#### [Requirements]
Return every line of the listing below unchanged, copying each character as it appears.

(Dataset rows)

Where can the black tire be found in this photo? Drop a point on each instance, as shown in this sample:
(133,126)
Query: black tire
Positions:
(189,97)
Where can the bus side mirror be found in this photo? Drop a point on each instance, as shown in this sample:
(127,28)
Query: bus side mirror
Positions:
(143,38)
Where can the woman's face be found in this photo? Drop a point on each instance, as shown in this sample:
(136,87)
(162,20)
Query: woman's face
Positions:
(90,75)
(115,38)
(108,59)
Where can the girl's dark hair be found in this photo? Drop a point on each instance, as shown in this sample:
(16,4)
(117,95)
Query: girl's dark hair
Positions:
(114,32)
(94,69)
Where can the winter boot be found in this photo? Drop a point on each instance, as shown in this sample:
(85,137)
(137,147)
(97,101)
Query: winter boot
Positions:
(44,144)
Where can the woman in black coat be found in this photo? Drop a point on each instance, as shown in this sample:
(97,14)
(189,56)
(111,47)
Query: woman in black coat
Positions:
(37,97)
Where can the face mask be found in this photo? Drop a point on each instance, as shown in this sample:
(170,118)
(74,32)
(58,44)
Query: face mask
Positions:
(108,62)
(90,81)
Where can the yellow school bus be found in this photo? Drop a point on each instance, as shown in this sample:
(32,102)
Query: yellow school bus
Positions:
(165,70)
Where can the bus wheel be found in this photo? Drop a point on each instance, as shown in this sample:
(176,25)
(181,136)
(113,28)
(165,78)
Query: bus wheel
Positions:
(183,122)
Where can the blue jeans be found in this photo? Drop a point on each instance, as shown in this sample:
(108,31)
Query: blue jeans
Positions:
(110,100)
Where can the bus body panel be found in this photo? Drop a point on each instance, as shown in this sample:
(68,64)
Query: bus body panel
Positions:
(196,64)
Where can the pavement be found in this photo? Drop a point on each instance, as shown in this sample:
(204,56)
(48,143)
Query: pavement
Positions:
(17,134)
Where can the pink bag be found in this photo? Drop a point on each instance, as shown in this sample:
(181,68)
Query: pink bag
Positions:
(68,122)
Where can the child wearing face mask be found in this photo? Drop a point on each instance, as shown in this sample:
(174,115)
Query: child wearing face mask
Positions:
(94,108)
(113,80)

#### [Answer to this exercise]
Where can the black tire be found in this photo? Drop a point on each instance, as shown in this sample:
(133,126)
Query: black tire
Positions:
(189,97)
Where can the bus side mirror be found in this photo? Drop a point on each instance, as shown in this sample:
(127,28)
Query: bus side mirror
Positions:
(143,38)
Where can the woman's face be found in this photo? Drop a point on each instance, as shown in this sample:
(136,87)
(162,20)
Query: woman's face
Positions:
(90,75)
(115,38)
(108,59)
Where can the girl's dark hair be found in this photo? Drop a point on each instance, as shown in this sample:
(16,4)
(117,95)
Query: girl's dark hair
Positions:
(114,32)
(94,69)
Where can the winter boot be found in this photo? Drop a point on each instance, as shown in this sample:
(85,137)
(137,147)
(97,101)
Query: winter boot
Positions:
(44,144)
Where can the woman in black coat be found in this photo? Drop a point on each instance, as shown in this sample:
(97,14)
(189,56)
(111,47)
Query: woman in black coat
Positions:
(37,97)
Where can the face mask be found in this photo? Drop a point on each instance, as shown in this sample:
(170,118)
(74,32)
(58,44)
Query: face mask
Positions:
(108,62)
(90,81)
Where can the yellow school bus be found in this photo? Drop a point on each instance, as shown in this sample:
(32,102)
Query: yellow school bus
Positions:
(165,70)
Where can the bus wheel be found in this photo? Drop a point on each instance, as shown in this sample:
(176,25)
(181,136)
(113,28)
(165,78)
Query: bus wheel
Positions:
(183,122)
Where can the blue jeans be found in this photo? Drop a point on each instance, as shown in this sample:
(108,31)
Query: blue jeans
Positions:
(110,100)
Where can the bus body panel be found in this photo? Drop a point on each instance, as shown in this sample:
(68,64)
Query: bus body panel
Positions:
(196,64)
Where can the pavement be found in this photo? Drop a point on each instance, as shown in this sample:
(204,56)
(48,143)
Query: pavement
Positions:
(17,134)
Where can the pink bag be found in this photo? Drop a point on each instance, as shown in this sample:
(181,68)
Query: pink bag
Positions:
(68,122)
Where can the child wearing face mask be found in this photo? Drop a point on each instance, as shown in this sample:
(174,115)
Query: child wearing face mask
Positions:
(94,108)
(113,80)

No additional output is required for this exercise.